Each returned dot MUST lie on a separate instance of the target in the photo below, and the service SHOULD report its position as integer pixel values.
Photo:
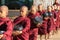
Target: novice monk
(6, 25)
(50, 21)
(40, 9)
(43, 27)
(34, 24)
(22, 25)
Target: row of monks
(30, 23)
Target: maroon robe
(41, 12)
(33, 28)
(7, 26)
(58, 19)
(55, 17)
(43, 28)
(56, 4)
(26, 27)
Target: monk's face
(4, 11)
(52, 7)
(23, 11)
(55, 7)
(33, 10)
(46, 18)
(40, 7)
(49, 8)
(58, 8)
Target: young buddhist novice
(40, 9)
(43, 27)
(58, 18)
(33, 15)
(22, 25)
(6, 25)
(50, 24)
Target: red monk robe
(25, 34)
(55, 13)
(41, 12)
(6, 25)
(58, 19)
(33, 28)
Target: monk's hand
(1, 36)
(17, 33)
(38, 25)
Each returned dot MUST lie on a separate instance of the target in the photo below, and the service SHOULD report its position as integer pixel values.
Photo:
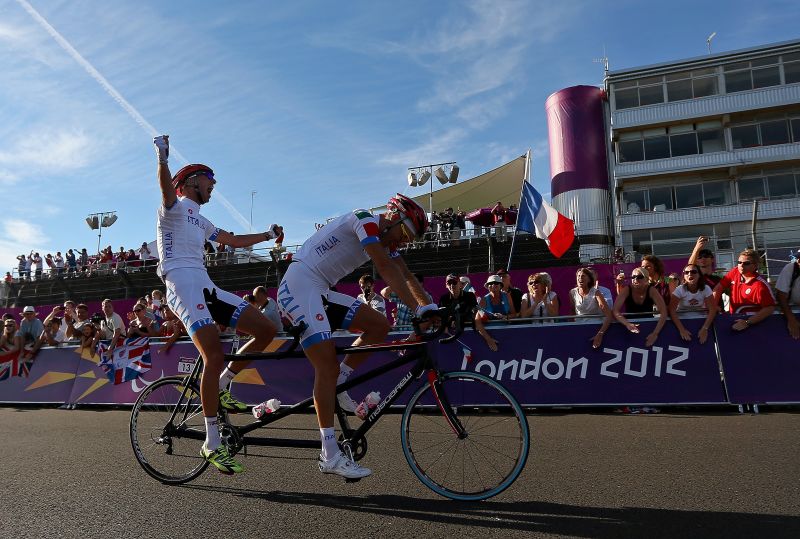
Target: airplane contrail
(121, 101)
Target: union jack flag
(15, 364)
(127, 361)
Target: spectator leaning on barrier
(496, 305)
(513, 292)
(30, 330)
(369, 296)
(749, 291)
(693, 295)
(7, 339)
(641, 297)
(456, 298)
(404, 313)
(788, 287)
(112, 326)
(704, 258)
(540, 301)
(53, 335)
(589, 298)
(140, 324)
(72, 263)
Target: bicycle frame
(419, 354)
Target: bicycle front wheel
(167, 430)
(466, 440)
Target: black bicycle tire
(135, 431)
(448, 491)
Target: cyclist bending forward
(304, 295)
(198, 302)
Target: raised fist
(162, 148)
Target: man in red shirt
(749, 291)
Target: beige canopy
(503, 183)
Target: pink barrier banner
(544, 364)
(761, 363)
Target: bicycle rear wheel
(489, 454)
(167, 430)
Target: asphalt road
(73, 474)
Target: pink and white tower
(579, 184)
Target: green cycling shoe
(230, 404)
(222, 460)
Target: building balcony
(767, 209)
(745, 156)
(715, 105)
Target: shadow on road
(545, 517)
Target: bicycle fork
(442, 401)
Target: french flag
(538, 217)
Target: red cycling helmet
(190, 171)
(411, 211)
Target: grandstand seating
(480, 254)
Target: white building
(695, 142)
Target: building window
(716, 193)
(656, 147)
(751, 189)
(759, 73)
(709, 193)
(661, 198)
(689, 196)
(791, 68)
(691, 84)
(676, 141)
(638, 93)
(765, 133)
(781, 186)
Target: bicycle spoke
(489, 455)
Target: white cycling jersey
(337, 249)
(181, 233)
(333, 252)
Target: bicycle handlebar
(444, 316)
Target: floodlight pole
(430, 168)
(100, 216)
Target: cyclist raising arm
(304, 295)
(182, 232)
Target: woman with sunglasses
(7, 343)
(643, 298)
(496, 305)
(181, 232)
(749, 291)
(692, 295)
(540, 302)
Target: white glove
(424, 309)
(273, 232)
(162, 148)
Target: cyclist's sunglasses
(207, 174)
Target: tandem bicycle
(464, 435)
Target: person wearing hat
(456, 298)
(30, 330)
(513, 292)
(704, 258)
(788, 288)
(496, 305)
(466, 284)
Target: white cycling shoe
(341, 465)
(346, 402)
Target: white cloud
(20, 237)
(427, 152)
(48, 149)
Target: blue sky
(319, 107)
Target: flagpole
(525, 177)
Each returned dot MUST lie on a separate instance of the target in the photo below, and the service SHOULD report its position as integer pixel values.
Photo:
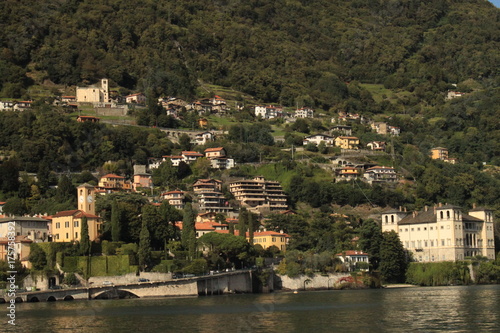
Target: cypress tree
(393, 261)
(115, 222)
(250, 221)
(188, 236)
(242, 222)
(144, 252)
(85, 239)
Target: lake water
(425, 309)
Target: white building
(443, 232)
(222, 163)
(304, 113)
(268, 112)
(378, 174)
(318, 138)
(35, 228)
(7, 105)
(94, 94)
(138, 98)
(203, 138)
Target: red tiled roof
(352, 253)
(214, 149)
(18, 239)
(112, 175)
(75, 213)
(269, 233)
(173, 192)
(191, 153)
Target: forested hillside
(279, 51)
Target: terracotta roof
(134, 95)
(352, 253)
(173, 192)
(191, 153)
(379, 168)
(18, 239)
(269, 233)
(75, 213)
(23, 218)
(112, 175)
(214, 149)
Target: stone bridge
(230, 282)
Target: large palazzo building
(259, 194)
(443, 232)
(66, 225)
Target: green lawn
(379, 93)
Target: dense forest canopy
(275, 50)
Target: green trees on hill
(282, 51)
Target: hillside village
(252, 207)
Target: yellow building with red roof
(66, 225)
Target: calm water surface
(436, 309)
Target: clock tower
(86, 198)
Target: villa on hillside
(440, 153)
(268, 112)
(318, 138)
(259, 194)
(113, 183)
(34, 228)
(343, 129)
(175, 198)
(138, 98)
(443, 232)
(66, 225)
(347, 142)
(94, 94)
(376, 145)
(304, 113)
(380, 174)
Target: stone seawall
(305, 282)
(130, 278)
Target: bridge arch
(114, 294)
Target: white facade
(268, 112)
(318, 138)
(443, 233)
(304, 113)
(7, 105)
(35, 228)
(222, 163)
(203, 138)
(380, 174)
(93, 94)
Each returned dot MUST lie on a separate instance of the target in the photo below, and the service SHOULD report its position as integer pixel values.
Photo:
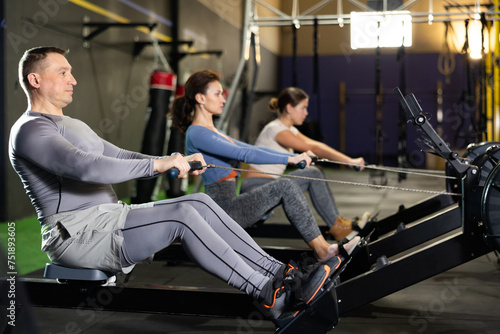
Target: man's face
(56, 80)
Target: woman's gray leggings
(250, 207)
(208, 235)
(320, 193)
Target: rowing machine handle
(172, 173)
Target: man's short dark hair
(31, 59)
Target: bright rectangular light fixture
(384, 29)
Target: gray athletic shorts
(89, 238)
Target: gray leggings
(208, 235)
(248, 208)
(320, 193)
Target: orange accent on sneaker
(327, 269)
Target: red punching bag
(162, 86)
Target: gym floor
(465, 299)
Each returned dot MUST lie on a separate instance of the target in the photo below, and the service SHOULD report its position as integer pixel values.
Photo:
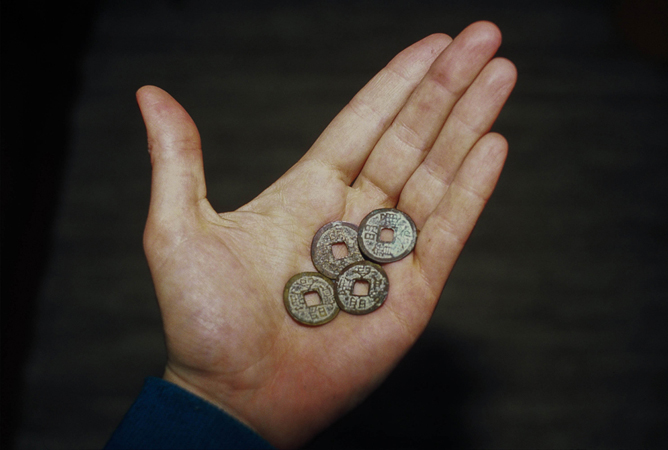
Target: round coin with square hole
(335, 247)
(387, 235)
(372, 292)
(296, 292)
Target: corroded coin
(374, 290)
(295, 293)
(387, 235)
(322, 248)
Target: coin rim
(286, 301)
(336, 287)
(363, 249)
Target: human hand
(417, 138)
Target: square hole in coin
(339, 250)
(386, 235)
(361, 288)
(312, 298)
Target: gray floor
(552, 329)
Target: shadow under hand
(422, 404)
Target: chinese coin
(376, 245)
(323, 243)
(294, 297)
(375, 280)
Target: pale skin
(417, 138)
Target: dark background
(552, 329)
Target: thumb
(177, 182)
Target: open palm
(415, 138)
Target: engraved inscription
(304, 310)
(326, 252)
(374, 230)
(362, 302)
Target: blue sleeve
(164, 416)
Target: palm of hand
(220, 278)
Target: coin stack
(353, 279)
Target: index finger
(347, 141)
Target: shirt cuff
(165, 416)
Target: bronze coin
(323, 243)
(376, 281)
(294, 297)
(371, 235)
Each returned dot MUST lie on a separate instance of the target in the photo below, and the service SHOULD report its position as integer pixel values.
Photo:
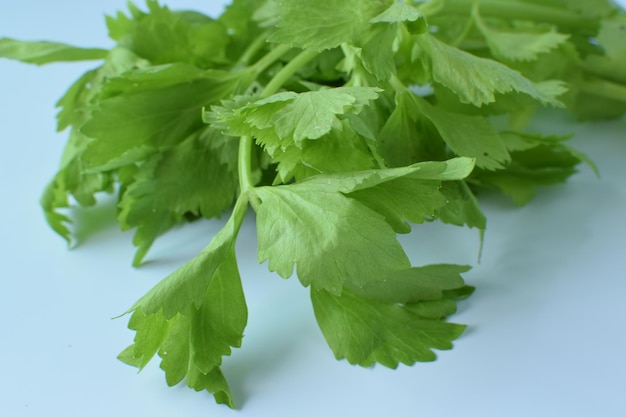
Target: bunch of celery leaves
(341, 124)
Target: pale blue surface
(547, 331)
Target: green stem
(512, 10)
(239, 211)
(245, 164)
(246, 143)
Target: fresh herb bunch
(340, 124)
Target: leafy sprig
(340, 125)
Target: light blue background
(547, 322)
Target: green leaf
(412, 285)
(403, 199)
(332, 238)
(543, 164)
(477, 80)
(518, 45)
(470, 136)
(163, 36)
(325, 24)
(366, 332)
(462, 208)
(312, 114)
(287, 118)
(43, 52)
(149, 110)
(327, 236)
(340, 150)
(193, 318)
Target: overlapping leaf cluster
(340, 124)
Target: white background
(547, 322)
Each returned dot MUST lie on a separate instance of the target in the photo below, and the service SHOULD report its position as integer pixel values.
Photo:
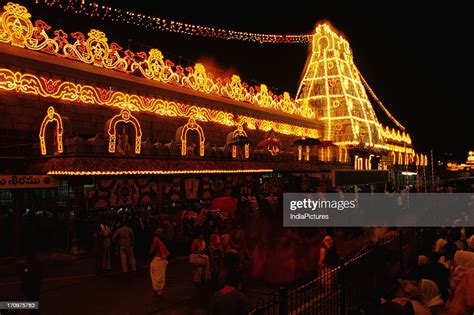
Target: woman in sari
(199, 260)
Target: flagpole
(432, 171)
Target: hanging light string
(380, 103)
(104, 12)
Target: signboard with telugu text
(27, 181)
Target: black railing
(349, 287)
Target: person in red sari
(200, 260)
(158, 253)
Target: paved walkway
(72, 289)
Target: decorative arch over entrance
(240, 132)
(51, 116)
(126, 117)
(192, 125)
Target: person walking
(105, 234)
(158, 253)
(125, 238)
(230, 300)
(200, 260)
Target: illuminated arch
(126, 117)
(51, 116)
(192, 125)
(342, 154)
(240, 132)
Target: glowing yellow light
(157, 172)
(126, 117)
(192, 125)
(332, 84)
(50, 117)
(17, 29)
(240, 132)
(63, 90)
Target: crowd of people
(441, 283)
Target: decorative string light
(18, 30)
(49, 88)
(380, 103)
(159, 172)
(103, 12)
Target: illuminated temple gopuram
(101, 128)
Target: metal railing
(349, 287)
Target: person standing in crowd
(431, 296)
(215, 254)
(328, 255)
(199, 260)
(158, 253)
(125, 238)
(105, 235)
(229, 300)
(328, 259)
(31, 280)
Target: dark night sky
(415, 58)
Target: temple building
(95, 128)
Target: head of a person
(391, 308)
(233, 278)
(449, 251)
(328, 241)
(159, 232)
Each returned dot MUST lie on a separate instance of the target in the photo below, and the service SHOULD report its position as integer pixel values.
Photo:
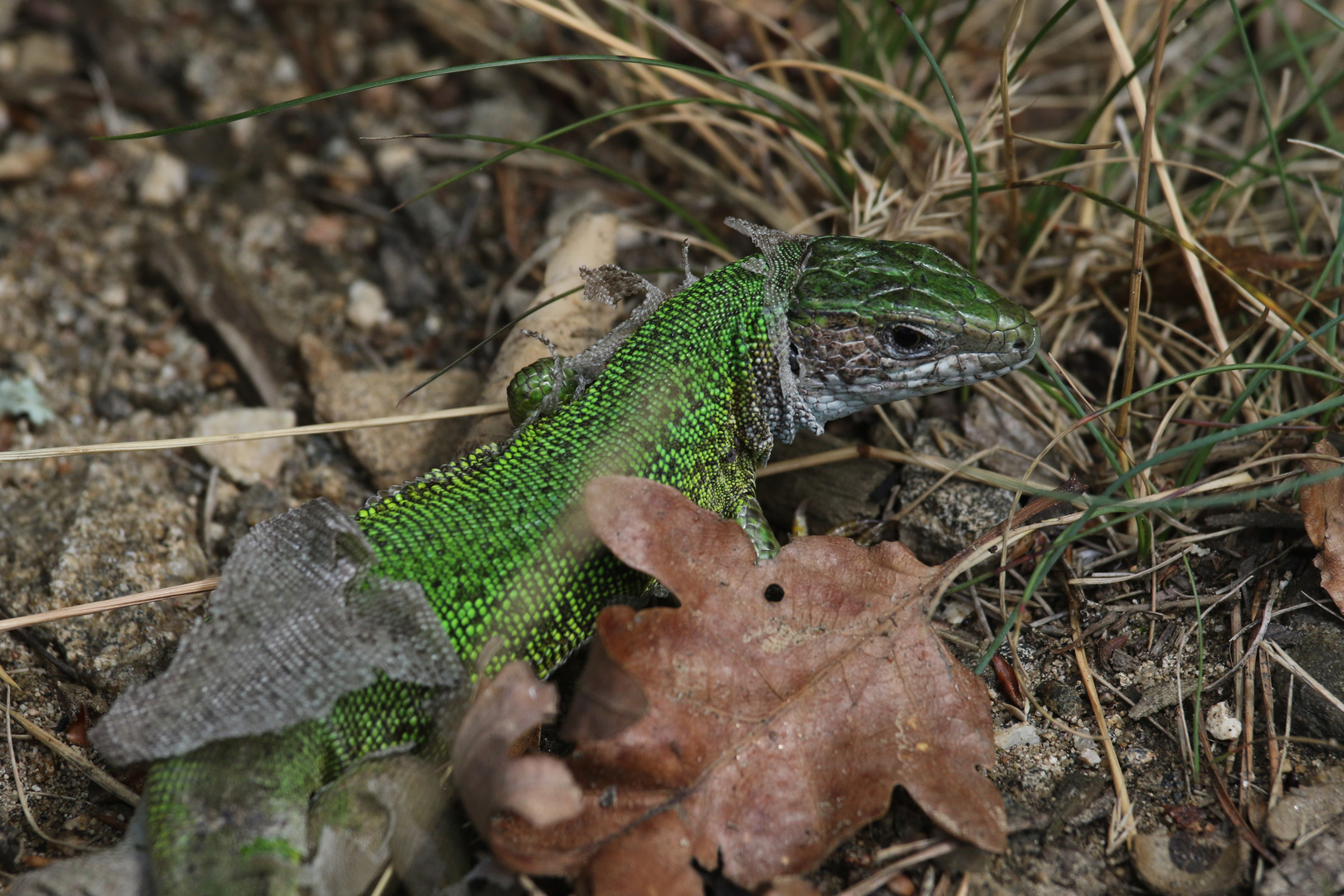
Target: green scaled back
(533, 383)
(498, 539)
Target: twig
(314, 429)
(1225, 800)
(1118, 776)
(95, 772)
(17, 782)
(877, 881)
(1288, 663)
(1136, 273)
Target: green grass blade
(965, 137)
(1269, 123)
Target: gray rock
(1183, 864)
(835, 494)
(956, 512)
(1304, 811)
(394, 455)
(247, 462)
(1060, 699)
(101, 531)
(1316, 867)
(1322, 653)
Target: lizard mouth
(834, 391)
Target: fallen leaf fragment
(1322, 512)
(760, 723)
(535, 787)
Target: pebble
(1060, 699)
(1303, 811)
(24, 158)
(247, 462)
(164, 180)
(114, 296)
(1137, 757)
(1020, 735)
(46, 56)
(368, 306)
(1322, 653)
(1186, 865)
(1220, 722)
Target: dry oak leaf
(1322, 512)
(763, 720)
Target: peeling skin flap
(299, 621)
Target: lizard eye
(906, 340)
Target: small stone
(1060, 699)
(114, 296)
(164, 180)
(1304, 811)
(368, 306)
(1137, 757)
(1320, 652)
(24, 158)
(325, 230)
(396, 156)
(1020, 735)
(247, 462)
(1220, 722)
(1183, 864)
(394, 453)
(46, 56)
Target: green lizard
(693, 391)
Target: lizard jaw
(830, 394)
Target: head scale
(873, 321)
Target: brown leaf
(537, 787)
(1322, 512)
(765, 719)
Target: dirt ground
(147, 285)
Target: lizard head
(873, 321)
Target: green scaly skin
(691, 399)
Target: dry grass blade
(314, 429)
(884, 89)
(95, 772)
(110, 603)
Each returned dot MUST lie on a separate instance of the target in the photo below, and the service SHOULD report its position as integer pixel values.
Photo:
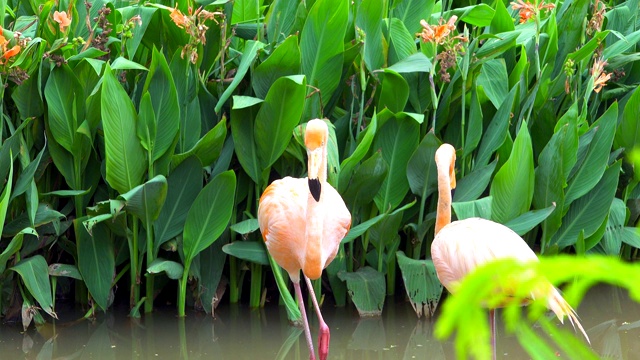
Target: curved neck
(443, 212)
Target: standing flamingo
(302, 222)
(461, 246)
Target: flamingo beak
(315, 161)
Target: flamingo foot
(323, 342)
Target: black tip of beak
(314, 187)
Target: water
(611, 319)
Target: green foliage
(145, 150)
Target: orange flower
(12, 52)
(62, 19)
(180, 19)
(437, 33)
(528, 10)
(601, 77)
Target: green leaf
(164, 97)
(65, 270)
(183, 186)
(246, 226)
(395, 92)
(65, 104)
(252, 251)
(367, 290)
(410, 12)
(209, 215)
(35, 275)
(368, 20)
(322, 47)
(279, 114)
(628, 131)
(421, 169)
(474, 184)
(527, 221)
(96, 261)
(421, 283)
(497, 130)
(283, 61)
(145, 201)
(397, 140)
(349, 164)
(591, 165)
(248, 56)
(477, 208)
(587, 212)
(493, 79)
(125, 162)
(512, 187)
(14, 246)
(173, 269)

· · ·

**WHAT IS ASKED:**
Copy out the entries word for word, from the line that contains "Target: twig" through the last line of the entries, including both ends. Leave the pictures out of your answer.

**RESULT OF THIS EXERCISE:**
Target: twig
(314, 429)
(1225, 800)
(1118, 776)
(95, 772)
(17, 782)
(877, 881)
(1288, 663)
(1136, 273)
Target: green grass blade
(965, 137)
(1269, 123)
Target: gray rock
(1183, 864)
(835, 494)
(956, 512)
(1304, 811)
(394, 455)
(247, 462)
(1060, 699)
(101, 531)
(1316, 867)
(1322, 653)
Target: lizard mouth
(834, 391)
Target: fallen leaf fragment
(1322, 512)
(760, 723)
(535, 787)
Target: pebble
(1060, 699)
(1303, 811)
(24, 158)
(247, 462)
(164, 180)
(114, 296)
(1137, 757)
(1020, 735)
(46, 56)
(368, 306)
(1322, 653)
(1186, 865)
(1220, 722)
Target: dry oak leaf
(1322, 512)
(763, 720)
Target: peeling skin flap
(299, 621)
Target: lizard eye
(906, 340)
Target: small stone
(1060, 699)
(114, 296)
(164, 180)
(1304, 811)
(368, 306)
(1137, 757)
(1320, 652)
(24, 158)
(325, 230)
(396, 156)
(1020, 735)
(247, 462)
(1220, 722)
(1183, 864)
(394, 453)
(46, 56)
Target: green lizard
(693, 391)
Target: lizard jaw
(830, 394)
Target: head scale
(873, 321)
Target: brown leaf
(537, 787)
(1322, 512)
(765, 719)
Target: dirt ground
(147, 285)
Target: lizard head
(873, 321)
Target: green scaly skin
(691, 399)
Target: dry grass blade
(314, 429)
(884, 89)
(95, 772)
(110, 603)
Each returned dot MUST lie on a separate instance of the target in the photo below, and the service SHOULD report its position as integer pixel values.
Photo:
Target: curved neck
(443, 212)
Target: standing flamingo
(302, 222)
(461, 246)
Target: flamingo beak
(315, 161)
Target: flamingo foot
(323, 342)
Target: black tip of beak
(314, 187)
Target: water
(611, 319)
Target: green foliage
(145, 150)
Target: orange flower
(12, 52)
(62, 19)
(180, 19)
(437, 33)
(528, 10)
(601, 77)
Target: green leaf
(164, 97)
(65, 270)
(183, 186)
(246, 226)
(395, 92)
(65, 104)
(252, 251)
(367, 290)
(410, 12)
(209, 215)
(35, 275)
(368, 20)
(322, 47)
(279, 114)
(628, 131)
(421, 169)
(474, 184)
(527, 221)
(96, 261)
(421, 283)
(497, 130)
(283, 61)
(145, 201)
(397, 140)
(349, 164)
(591, 165)
(248, 56)
(477, 208)
(587, 212)
(493, 79)
(125, 162)
(512, 187)
(14, 246)
(173, 269)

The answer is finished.